<<<<
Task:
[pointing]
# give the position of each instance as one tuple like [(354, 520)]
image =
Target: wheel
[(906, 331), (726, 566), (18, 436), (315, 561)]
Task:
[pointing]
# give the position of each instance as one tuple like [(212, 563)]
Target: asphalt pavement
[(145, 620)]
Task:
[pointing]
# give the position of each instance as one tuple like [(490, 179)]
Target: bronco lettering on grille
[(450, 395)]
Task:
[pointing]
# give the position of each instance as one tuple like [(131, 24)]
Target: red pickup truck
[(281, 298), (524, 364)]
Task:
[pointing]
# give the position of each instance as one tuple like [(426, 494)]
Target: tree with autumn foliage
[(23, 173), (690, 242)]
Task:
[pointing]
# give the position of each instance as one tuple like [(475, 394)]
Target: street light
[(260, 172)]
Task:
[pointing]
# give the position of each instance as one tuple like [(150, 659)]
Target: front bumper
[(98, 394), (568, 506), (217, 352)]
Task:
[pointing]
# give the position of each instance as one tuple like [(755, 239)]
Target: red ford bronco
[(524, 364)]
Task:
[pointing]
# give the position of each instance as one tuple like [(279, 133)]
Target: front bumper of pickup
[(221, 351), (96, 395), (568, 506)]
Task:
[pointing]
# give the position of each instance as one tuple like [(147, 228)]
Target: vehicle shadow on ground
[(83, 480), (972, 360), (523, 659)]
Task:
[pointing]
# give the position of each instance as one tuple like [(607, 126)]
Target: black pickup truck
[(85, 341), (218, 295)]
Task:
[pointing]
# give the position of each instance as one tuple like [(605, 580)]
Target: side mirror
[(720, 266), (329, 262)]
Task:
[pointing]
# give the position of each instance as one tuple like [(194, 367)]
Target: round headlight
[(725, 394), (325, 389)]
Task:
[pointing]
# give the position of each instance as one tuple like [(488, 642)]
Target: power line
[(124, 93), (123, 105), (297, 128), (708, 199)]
>>>>
◆ **Work request**
Transcribe all of the material exactly as it appears.

◆ **Exercise output**
Task:
[pointing]
# give the position of each instance as one tuple like [(354, 520)]
image =
Target: wheel
[(906, 331), (726, 566), (18, 436), (315, 561)]
Task:
[pointing]
# give the position of each instance as one tuple like [(212, 563)]
Target: asphalt pavement
[(145, 620)]
Task:
[pointing]
# give the position of each instance as one tuple like [(490, 179)]
Target: bronco lettering on grille
[(450, 395)]
Task:
[pointing]
# give the position of each instance as one tuple like [(131, 24)]
Target: red pickup truck
[(281, 298), (524, 364)]
Task:
[pointing]
# give the position of each instance as one tuple like [(426, 494)]
Target: tree with autumn foliage
[(23, 173), (690, 242)]
Task:
[pointing]
# give the position of each instance as one tuple like [(475, 394)]
Target: street light
[(260, 172)]
Task:
[pointing]
# give the position of each instance as one tuple like [(150, 659)]
Target: front bumper
[(98, 394), (568, 506), (217, 352)]
Task:
[pointing]
# give the position of each instance as one tuple like [(755, 239)]
Target: red ford bronco
[(524, 364)]
Task:
[pointing]
# give the position of each instance as one tuple like [(279, 133)]
Target: front bumper of pickup
[(221, 351), (96, 395), (568, 506)]
Task:
[pointing]
# give the position of each instance as one tuple like [(147, 228)]
Target: vehicle shadow on ground
[(83, 480), (972, 360), (523, 659)]
Task:
[pointing]
# give the position of each instance as one tuple like [(607, 126)]
Target: black pickup truck
[(85, 341), (218, 295)]
Task:
[pointing]
# give the position of each instance as one tuple like [(605, 580)]
Target: side mirror
[(720, 266), (329, 262)]
Task:
[pointing]
# give the position of each instance as one tuple like [(194, 367)]
Target: round headlight
[(725, 394), (325, 389)]
Task:
[pointing]
# give the position of each instance as one tuple like [(488, 642)]
Target: power line
[(124, 93), (123, 105), (297, 128), (708, 199)]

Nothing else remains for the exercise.